__Task objective__.
Where the data below contains pictures, omit them; output the rest word for word.

__Excerpted records__.
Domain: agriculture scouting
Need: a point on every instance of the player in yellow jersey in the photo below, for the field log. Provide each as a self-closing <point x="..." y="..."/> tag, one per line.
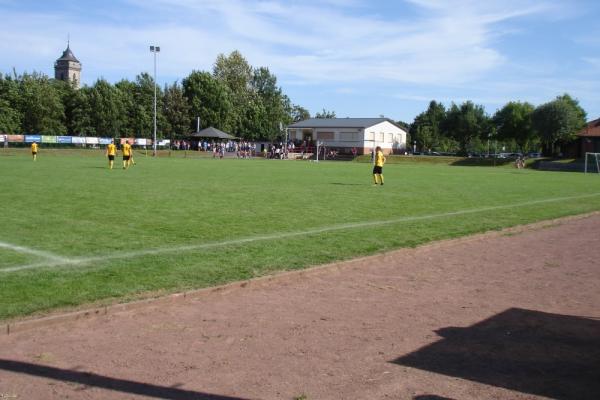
<point x="378" y="168"/>
<point x="111" y="152"/>
<point x="34" y="150"/>
<point x="126" y="149"/>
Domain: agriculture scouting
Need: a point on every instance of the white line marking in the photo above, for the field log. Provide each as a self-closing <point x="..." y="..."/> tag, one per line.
<point x="283" y="235"/>
<point x="27" y="250"/>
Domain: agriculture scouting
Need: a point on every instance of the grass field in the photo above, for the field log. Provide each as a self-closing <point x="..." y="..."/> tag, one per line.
<point x="73" y="232"/>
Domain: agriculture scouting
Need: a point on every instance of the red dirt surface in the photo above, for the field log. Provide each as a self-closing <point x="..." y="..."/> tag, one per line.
<point x="504" y="315"/>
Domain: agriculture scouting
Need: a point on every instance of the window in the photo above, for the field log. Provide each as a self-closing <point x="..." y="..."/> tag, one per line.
<point x="324" y="135"/>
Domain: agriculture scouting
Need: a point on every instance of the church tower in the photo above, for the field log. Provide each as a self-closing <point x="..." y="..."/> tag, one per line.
<point x="68" y="68"/>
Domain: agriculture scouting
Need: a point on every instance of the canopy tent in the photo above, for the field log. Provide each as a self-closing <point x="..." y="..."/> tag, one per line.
<point x="211" y="132"/>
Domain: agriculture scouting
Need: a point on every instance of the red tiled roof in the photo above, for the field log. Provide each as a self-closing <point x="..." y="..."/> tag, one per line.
<point x="592" y="129"/>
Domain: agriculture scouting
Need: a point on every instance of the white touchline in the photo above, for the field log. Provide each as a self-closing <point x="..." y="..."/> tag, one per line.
<point x="61" y="261"/>
<point x="27" y="250"/>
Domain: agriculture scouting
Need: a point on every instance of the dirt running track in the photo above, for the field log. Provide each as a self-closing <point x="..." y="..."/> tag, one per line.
<point x="505" y="315"/>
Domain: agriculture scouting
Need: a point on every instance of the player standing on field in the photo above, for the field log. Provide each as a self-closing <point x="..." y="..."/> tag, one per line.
<point x="34" y="150"/>
<point x="111" y="152"/>
<point x="378" y="168"/>
<point x="126" y="149"/>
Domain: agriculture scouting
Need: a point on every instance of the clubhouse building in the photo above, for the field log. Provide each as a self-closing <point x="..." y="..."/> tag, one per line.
<point x="346" y="134"/>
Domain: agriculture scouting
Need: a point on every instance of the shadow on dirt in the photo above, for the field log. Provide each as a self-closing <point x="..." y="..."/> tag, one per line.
<point x="532" y="352"/>
<point x="105" y="382"/>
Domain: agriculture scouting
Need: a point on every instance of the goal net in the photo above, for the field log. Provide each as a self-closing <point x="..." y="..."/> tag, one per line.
<point x="592" y="162"/>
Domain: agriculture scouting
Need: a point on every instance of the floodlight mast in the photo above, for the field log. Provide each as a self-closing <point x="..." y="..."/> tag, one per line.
<point x="154" y="50"/>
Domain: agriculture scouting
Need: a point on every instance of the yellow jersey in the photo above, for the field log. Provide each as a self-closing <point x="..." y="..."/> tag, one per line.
<point x="379" y="159"/>
<point x="126" y="149"/>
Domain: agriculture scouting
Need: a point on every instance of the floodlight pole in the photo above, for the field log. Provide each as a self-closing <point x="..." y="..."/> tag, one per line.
<point x="154" y="50"/>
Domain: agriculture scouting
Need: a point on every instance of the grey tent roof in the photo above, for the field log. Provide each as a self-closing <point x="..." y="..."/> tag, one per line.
<point x="211" y="132"/>
<point x="68" y="55"/>
<point x="339" y="122"/>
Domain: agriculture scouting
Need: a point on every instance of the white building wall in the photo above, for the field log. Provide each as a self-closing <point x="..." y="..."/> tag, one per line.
<point x="386" y="135"/>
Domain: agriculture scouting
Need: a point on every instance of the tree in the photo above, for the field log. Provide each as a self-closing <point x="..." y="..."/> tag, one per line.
<point x="209" y="99"/>
<point x="425" y="129"/>
<point x="558" y="121"/>
<point x="10" y="115"/>
<point x="78" y="111"/>
<point x="325" y="114"/>
<point x="274" y="104"/>
<point x="107" y="111"/>
<point x="41" y="106"/>
<point x="299" y="113"/>
<point x="465" y="122"/>
<point x="176" y="111"/>
<point x="513" y="122"/>
<point x="235" y="72"/>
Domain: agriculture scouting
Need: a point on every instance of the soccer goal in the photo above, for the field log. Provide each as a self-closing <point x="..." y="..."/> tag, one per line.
<point x="592" y="163"/>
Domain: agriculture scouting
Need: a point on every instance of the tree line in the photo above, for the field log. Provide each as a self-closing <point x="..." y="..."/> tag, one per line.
<point x="518" y="126"/>
<point x="235" y="97"/>
<point x="247" y="102"/>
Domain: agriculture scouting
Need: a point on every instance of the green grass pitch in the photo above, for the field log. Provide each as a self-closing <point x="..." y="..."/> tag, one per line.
<point x="73" y="232"/>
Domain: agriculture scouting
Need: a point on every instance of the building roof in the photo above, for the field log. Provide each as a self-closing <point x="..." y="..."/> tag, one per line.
<point x="211" y="132"/>
<point x="340" y="122"/>
<point x="592" y="129"/>
<point x="68" y="56"/>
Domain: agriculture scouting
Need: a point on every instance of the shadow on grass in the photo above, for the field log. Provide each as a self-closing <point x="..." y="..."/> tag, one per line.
<point x="532" y="352"/>
<point x="482" y="162"/>
<point x="105" y="382"/>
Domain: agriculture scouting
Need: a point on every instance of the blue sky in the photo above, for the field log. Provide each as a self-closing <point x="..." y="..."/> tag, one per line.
<point x="358" y="58"/>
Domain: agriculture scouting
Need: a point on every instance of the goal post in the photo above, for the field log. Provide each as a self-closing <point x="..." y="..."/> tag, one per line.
<point x="592" y="163"/>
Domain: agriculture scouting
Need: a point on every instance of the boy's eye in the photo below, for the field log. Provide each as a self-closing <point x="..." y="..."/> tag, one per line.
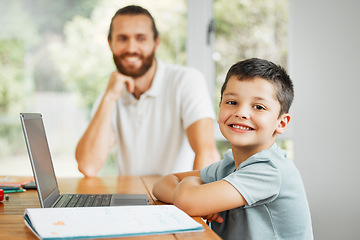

__Answer__.
Domain: agriculture scouting
Need: a point on every instance of the player in yellow jersey in the photo below, for the field log. Provide each as a self-closing <point x="..." y="..."/> tag, one per line.
<point x="378" y="168"/>
<point x="111" y="152"/>
<point x="34" y="150"/>
<point x="126" y="149"/>
Domain: agriculture scouting
Need: a point on every instance of the white line marking in the photo above, for the field log. Provide each as a self-closing <point x="..." y="..."/> tag, one per line.
<point x="283" y="235"/>
<point x="27" y="250"/>
Domain: agriculture scouting
Need: a point on every instance of the grass field in the photo above, for the field log. Provide each as a self-closing <point x="..." y="..."/> tag, one per line.
<point x="73" y="232"/>
Domain: agriculture scouting
Need: a point on every instance of the red dirt surface in the photo above, for the field log. Provide each as a self-closing <point x="..." y="..."/> tag, one per line.
<point x="504" y="315"/>
Domain: agriculture scouting
Need: a point on every instance of the window in the photo above, for the field log. Provide each as a self-closing <point x="..." y="..."/> tag, one per line.
<point x="324" y="135"/>
Domain: agriculture scouting
Need: a point on every instance of the church tower in the photo above, for the field log. Provide each as a self-closing <point x="..." y="..."/> tag, one per line.
<point x="68" y="68"/>
Domain: agriculture scouting
Need: a point on every instance of the canopy tent in the photo above, for the field log. Provide each as a self-closing <point x="..." y="..."/> tag, one per line.
<point x="211" y="132"/>
Domain: agriculture scouting
Need: a point on every instance of the red tiled roof in the photo above, for the field log. Provide each as a self-closing <point x="..." y="..."/> tag, one per line.
<point x="592" y="129"/>
Domain: agriculture scouting
Need: a point on every instance of the white touchline in the photo above, for the field log. Provide each as a self-closing <point x="..." y="..."/> tag, one per line.
<point x="61" y="261"/>
<point x="27" y="250"/>
Domain: agriculture scouting
Need: a point on every instance of the dirt running track in the photo above, for the field log. Provide each as a self-closing <point x="..." y="..."/> tag, one per line.
<point x="505" y="315"/>
Domain: agriculture scouting
Need: a point on every instance of the player standing on field in the photo above, for the field log. Provide each as a self-closing <point x="..." y="..."/> tag, one per line.
<point x="34" y="150"/>
<point x="111" y="152"/>
<point x="378" y="168"/>
<point x="126" y="149"/>
Domain: agriculture scouting
Need: a point on every instance of the clubhouse building in the photo above, for the field log. Provide each as a self-closing <point x="..." y="..."/> tag, one per line.
<point x="346" y="134"/>
Domain: agriculture scouting
Need: a point on every instance of the shadow on dirt in the photo above, for the field log. Provide each as a self-closing <point x="..." y="..."/> tag, one per line.
<point x="532" y="352"/>
<point x="105" y="382"/>
Domain: agriculture scouting
Need: a point on every instance of the goal net in the photo above, for the field log. Provide each as a self-closing <point x="..." y="..."/> tag, one per line.
<point x="592" y="162"/>
Domain: agriculture scouting
Need: a point on every instance of the floodlight mast in the photo above, for the field log. Provide each as a self-closing <point x="..." y="..."/> tag, one per line.
<point x="154" y="50"/>
Domain: agriculture scouting
Need: a point on every instance of the yellow jersey in the photo above, for the field log. Provide each as a self-closing <point x="..." y="..."/> tag, one per line.
<point x="379" y="159"/>
<point x="126" y="149"/>
Domain: agriculture scouting
Need: a point on every instance of the floodlight pole in the photo above, for the field log. Provide each as a self-closing <point x="..." y="..."/> tag, one per line.
<point x="154" y="50"/>
Domain: agriculture scouting
Need: a point on every instance of the grey tent roof in the photo above, for the field log. Provide each as a self-closing <point x="..." y="..."/> tag, one per line.
<point x="211" y="132"/>
<point x="68" y="55"/>
<point x="339" y="122"/>
Domain: agriculture scouting
Need: a point on every instance of the white building wall in the photo above, for the field log. Provide each as a self-closing <point x="..." y="..."/> tag, one per line.
<point x="386" y="135"/>
Domain: agriculture scouting
Need: a point on every instance of the tree in the photo above, for the field log. Provide each as a self-closing <point x="..." y="..."/> tag, one per line.
<point x="209" y="99"/>
<point x="425" y="129"/>
<point x="558" y="121"/>
<point x="10" y="115"/>
<point x="78" y="111"/>
<point x="325" y="114"/>
<point x="274" y="104"/>
<point x="107" y="111"/>
<point x="41" y="106"/>
<point x="299" y="113"/>
<point x="465" y="122"/>
<point x="176" y="111"/>
<point x="513" y="122"/>
<point x="235" y="72"/>
Domain: agriculture scouting
Need: a point on every instance of the soccer goal in the photo above, for the field log. Provide each as a self-closing <point x="..." y="..."/> tag, one per line.
<point x="592" y="163"/>
Domain: agriculture scouting
Need: a point on every instance of the tree line in the photo above, for the field log. Provide each as a self-closing <point x="..." y="..."/> tag, one per line.
<point x="518" y="126"/>
<point x="235" y="97"/>
<point x="247" y="102"/>
Domain: agriculture scouting
Need: a point on every instance of the green grass pitch in the photo above, for the field log. Provide each as a self-closing <point x="..." y="..."/> tag, one per line.
<point x="73" y="232"/>
Domain: agriculture scouting
Need: a point on every instance of the building roof in the photo above, for the field log. Provide each as a self-closing <point x="..." y="..."/> tag, one per line.
<point x="211" y="132"/>
<point x="340" y="122"/>
<point x="592" y="129"/>
<point x="68" y="56"/>
Domain: agriculture scouting
Need: a point on every instance of the shadow on grass in the photo above, for the field log. Provide each as a self-closing <point x="..." y="..."/> tag, one per line.
<point x="532" y="352"/>
<point x="482" y="162"/>
<point x="105" y="382"/>
Domain: agriculture scouting
Need: a point on every instance of the blue sky in the photo above, for the field log. Provide each as a self-closing <point x="..." y="..."/> tag, one per line.
<point x="358" y="58"/>
Domain: agriculture scouting
Need: a point on every instance of the goal post in the photo above, for the field log. Provide each as a self-closing <point x="..." y="..."/> tag, one per line.
<point x="592" y="163"/>
Domain: agriculture scouting
Need: a point on every instance of the boy's eye in the photo below, for the field log. Provide each as a self-closing <point x="..." y="..."/> tag, one per line.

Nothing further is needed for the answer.